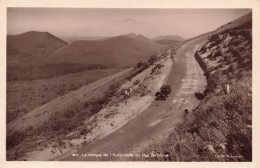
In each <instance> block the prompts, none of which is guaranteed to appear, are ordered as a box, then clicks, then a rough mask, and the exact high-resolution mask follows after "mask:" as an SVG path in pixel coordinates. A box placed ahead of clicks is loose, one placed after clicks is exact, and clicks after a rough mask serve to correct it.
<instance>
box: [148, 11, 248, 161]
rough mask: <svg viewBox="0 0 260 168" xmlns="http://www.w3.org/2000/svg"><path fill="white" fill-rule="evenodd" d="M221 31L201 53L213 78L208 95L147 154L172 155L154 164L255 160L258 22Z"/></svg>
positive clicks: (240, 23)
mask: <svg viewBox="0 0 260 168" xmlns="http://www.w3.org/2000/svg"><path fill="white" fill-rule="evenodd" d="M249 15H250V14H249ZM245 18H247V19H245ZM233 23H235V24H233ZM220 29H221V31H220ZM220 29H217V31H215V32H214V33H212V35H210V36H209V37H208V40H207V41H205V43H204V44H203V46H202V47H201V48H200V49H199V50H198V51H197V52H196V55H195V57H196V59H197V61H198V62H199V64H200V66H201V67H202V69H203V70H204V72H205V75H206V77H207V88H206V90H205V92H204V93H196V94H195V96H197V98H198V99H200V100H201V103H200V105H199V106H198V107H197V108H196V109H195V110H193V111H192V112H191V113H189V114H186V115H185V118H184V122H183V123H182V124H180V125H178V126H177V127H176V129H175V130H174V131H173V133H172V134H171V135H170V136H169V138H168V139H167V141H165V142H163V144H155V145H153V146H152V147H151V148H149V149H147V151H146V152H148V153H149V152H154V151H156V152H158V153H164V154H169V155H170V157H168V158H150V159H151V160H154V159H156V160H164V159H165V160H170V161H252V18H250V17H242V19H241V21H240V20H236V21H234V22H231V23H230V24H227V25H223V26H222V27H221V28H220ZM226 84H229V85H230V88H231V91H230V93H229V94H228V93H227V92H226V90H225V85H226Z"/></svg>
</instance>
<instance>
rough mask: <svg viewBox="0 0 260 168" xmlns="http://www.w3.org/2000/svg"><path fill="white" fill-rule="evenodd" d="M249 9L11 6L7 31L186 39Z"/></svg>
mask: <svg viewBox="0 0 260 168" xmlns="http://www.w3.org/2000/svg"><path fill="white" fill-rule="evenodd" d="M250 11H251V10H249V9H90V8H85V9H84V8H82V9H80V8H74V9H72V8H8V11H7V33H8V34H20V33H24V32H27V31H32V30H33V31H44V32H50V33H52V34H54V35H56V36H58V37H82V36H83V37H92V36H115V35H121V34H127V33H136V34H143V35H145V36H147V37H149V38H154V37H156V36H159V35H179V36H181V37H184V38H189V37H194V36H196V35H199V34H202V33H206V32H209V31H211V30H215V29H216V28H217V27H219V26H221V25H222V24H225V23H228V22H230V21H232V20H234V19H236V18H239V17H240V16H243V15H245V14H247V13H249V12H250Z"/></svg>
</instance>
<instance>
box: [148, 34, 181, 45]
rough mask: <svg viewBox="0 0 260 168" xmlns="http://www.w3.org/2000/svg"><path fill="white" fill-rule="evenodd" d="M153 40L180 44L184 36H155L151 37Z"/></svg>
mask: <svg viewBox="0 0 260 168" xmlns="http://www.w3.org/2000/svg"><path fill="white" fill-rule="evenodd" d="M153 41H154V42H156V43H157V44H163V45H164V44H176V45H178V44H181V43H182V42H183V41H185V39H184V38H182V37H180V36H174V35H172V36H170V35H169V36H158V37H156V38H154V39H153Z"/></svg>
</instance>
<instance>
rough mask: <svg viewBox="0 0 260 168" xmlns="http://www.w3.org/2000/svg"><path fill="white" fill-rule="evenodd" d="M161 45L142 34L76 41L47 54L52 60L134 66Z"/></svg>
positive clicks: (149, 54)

## Exercise requirements:
Give the data again exactly as written, with no pictures included.

## Result of this task:
In each <instance> block the prompts, none of which is guaranteed to appear, are ordered as a box, then clicks, then a rough mask, and the exact high-resolution mask follows after "mask:" as an SVG path in pixel coordinates. A box placed ahead of clicks is loose, one placed after clicks is exact, and clicks after a rough mask serve to correct it.
<instance>
box: [148, 11, 248, 161]
rough mask: <svg viewBox="0 0 260 168" xmlns="http://www.w3.org/2000/svg"><path fill="white" fill-rule="evenodd" d="M221 31L201 53L213 78L208 95L147 154L172 155L154 164L255 160L258 22Z"/></svg>
positive clicks: (240, 23)
mask: <svg viewBox="0 0 260 168" xmlns="http://www.w3.org/2000/svg"><path fill="white" fill-rule="evenodd" d="M249 15H250V14H249ZM245 18H247V19H245ZM233 23H235V24H233ZM220 29H221V31H220ZM220 29H217V31H215V32H214V33H212V35H210V36H209V37H208V40H207V41H205V43H204V44H203V46H202V47H201V48H200V49H199V50H198V51H197V52H196V55H195V57H196V59H197V61H198V62H199V64H200V66H201V67H202V69H203V70H204V72H205V75H206V77H207V88H206V90H205V92H204V93H196V94H195V96H197V98H198V99H200V100H201V103H200V105H199V106H198V107H197V108H196V109H195V110H193V111H192V112H191V113H189V114H186V115H185V118H184V122H183V123H182V124H180V125H178V126H177V127H176V129H175V130H174V131H173V133H172V134H171V135H170V136H169V138H168V139H167V141H165V142H163V144H155V145H153V146H152V147H151V148H149V149H147V151H146V152H148V153H149V152H154V151H156V152H158V153H164V154H169V155H170V157H168V158H150V159H151V160H154V159H156V160H164V159H165V160H170V161H252V18H250V17H242V19H241V21H240V20H236V21H234V22H231V23H230V24H227V25H223V26H222V27H221V28H220ZM226 84H229V85H230V88H231V91H230V93H229V94H228V93H227V92H226V90H225V85H226Z"/></svg>
</instance>
<instance>
rough mask: <svg viewBox="0 0 260 168" xmlns="http://www.w3.org/2000/svg"><path fill="white" fill-rule="evenodd" d="M249 9L11 6L7 31L186 39Z"/></svg>
mask: <svg viewBox="0 0 260 168" xmlns="http://www.w3.org/2000/svg"><path fill="white" fill-rule="evenodd" d="M250 11H251V10H249V9H90V8H85V9H84V8H82V9H80V8H74V9H72V8H8V11H7V33H8V34H20V33H24V32H27V31H32V30H33V31H44V32H50V33H52V34H54V35H56V36H58V37H82V36H83V37H92V36H115V35H121V34H127V33H136V34H143V35H145V36H147V37H149V38H154V37H156V36H159V35H179V36H181V37H184V38H189V37H194V36H196V35H199V34H202V33H206V32H209V31H211V30H215V29H216V28H217V27H219V26H221V25H222V24H225V23H228V22H230V21H232V20H234V19H236V18H239V17H240V16H243V15H245V14H247V13H249V12H250Z"/></svg>
</instance>
<instance>
box: [148, 34, 181, 45]
rough mask: <svg viewBox="0 0 260 168" xmlns="http://www.w3.org/2000/svg"><path fill="white" fill-rule="evenodd" d="M153 40L180 44L184 36H155L151 37Z"/></svg>
mask: <svg viewBox="0 0 260 168" xmlns="http://www.w3.org/2000/svg"><path fill="white" fill-rule="evenodd" d="M153 41H154V42H156V43H157V44H163V45H164V44H176V45H178V44H181V43H182V42H183V41H185V39H184V38H182V37H180V36H174V35H172V36H170V35H169V36H158V37H156V38H154V39H153Z"/></svg>
</instance>
<instance>
rough mask: <svg viewBox="0 0 260 168" xmlns="http://www.w3.org/2000/svg"><path fill="white" fill-rule="evenodd" d="M161 45L142 34L76 41L47 54L52 60L134 66Z"/></svg>
positive clicks: (149, 54)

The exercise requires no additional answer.